> [Source data]
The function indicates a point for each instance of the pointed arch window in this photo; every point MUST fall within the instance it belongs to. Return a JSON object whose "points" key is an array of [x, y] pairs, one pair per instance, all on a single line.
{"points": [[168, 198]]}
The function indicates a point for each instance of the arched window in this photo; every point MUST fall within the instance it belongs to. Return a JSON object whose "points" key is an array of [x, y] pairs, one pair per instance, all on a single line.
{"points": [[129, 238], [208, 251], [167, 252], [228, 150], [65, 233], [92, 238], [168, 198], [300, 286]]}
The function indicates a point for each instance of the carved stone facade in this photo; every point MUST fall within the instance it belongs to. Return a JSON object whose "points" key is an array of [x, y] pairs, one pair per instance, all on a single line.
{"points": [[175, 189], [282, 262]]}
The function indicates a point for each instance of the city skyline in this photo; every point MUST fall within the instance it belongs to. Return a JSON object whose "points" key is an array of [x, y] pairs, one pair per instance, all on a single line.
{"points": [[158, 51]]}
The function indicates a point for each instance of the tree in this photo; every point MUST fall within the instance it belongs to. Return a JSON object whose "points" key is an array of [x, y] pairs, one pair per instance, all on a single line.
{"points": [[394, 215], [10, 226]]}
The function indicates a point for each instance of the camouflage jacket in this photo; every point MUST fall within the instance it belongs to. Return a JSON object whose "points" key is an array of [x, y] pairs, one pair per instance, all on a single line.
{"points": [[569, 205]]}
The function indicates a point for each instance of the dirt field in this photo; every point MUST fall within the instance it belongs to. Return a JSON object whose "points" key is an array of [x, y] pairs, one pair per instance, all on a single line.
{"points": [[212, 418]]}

* * *

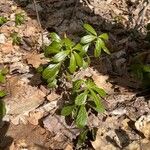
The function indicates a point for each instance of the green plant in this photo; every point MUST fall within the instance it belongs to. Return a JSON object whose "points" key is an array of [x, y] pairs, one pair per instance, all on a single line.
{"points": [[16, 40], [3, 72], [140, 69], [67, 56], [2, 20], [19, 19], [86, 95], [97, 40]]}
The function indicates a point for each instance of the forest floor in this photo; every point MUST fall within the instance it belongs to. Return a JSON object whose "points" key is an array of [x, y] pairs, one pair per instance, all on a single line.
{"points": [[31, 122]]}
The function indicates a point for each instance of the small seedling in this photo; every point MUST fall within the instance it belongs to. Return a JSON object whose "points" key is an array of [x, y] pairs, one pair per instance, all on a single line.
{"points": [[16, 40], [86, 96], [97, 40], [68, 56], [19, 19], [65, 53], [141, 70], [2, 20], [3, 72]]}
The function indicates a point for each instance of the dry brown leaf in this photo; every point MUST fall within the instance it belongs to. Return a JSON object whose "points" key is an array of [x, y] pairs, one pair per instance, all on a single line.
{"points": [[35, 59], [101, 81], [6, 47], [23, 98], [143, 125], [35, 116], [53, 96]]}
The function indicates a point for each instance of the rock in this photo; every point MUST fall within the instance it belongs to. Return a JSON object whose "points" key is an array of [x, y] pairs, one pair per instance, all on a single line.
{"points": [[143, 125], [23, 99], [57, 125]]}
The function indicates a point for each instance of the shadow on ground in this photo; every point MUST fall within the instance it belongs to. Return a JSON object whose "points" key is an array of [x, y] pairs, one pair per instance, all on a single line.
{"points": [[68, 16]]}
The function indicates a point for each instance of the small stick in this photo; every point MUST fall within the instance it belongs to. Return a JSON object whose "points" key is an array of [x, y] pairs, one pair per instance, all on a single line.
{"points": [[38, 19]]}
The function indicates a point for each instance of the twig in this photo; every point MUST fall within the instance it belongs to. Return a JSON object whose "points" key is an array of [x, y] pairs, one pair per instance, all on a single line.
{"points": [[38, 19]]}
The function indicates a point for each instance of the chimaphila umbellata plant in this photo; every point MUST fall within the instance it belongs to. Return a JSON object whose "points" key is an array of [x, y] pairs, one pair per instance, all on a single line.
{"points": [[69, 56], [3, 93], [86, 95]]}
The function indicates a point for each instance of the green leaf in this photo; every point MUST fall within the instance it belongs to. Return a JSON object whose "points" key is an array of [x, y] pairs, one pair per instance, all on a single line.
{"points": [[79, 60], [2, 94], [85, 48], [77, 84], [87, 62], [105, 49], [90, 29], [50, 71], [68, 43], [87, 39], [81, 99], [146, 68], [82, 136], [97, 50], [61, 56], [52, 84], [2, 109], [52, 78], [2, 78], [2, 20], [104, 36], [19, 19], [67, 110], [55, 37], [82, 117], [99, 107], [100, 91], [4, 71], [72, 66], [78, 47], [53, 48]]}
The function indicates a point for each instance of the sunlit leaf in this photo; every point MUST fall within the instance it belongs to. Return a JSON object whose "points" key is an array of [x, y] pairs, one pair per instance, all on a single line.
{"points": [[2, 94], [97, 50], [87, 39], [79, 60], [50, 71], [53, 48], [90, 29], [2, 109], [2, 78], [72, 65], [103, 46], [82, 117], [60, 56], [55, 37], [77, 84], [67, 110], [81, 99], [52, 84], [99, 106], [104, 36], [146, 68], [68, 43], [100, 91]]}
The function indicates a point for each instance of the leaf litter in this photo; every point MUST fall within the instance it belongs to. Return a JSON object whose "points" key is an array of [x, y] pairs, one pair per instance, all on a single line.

* * *

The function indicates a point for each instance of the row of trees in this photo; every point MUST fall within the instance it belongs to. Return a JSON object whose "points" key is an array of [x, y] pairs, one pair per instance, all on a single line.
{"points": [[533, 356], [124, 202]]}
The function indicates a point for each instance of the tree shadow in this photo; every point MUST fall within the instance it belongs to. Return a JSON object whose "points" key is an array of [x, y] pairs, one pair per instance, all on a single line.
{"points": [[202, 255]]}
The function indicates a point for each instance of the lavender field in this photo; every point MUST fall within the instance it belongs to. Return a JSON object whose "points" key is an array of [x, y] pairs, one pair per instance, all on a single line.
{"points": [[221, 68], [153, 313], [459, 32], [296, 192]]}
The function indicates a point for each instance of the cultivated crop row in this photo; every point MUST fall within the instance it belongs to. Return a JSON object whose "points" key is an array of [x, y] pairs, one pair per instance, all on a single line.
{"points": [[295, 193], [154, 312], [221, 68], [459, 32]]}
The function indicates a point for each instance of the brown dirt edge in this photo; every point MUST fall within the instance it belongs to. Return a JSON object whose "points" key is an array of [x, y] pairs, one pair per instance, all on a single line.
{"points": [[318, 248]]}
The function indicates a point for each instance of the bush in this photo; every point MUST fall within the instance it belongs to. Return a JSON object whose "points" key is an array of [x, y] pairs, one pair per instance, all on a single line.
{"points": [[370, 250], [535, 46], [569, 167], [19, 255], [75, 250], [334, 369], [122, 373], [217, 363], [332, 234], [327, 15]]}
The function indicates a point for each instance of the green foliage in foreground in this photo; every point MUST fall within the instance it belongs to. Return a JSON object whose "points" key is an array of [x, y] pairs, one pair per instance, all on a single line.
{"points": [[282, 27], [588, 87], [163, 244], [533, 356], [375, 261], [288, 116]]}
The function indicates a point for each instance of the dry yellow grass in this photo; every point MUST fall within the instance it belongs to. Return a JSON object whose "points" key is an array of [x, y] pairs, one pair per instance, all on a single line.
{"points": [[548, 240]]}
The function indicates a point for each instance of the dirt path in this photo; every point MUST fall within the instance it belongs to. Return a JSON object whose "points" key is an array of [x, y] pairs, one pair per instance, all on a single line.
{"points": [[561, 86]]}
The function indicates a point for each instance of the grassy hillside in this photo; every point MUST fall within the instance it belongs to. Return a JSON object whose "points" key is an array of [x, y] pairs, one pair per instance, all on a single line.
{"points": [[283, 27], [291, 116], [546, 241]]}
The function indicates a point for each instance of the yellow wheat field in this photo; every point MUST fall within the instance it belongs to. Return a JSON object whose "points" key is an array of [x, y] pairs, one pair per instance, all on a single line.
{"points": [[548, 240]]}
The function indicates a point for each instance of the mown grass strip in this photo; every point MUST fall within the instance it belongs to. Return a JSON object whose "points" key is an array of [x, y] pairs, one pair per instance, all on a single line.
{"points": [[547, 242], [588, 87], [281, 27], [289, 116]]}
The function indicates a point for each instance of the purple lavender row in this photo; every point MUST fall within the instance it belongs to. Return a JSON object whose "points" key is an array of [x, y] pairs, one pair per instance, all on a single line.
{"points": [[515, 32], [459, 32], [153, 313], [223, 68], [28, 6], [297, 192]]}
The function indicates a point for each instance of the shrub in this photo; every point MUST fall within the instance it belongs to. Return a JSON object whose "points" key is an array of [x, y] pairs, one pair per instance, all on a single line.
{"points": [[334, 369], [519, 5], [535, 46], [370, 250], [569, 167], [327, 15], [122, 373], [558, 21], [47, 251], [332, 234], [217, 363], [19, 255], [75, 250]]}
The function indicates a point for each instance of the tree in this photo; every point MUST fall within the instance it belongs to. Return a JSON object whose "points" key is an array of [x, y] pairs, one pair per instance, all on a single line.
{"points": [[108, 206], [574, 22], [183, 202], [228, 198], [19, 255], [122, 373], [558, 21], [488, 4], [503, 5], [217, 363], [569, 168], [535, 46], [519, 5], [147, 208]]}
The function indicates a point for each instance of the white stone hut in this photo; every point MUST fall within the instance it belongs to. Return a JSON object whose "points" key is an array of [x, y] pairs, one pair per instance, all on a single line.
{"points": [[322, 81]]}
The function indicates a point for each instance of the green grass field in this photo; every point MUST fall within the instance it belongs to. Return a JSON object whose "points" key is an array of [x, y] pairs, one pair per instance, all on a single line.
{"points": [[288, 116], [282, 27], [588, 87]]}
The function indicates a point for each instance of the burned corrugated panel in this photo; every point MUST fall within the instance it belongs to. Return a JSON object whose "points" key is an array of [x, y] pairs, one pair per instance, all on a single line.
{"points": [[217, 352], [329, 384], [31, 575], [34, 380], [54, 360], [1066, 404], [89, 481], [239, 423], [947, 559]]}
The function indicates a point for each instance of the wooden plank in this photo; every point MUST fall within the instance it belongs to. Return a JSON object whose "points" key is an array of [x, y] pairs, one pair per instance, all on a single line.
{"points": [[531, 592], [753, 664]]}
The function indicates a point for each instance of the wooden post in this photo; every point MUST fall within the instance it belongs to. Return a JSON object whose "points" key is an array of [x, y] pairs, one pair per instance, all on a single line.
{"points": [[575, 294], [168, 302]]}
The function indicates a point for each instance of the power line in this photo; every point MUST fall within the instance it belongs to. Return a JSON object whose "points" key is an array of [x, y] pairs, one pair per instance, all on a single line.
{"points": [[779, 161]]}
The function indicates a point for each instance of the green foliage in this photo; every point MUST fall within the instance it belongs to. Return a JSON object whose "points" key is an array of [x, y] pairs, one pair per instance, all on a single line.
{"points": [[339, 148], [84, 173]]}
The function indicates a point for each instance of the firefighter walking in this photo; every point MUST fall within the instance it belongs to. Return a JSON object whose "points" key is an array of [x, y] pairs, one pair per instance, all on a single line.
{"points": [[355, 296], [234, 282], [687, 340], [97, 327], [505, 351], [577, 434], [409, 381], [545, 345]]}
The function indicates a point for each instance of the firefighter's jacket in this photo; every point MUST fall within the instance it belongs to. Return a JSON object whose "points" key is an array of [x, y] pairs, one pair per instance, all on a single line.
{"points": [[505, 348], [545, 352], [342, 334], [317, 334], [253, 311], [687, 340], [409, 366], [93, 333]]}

> [What is required] Return every line from the rows above that contains the word "walking", treating uppercase and lowercase as different.

> [Task output]
The function indicates a point for each instance of the firefighter walking in this photo; every point MUST fall within the instance it belongs to. Return a JSON object whose "points" key is an array of [x, y] pairs, one pair per instance, all on a single line.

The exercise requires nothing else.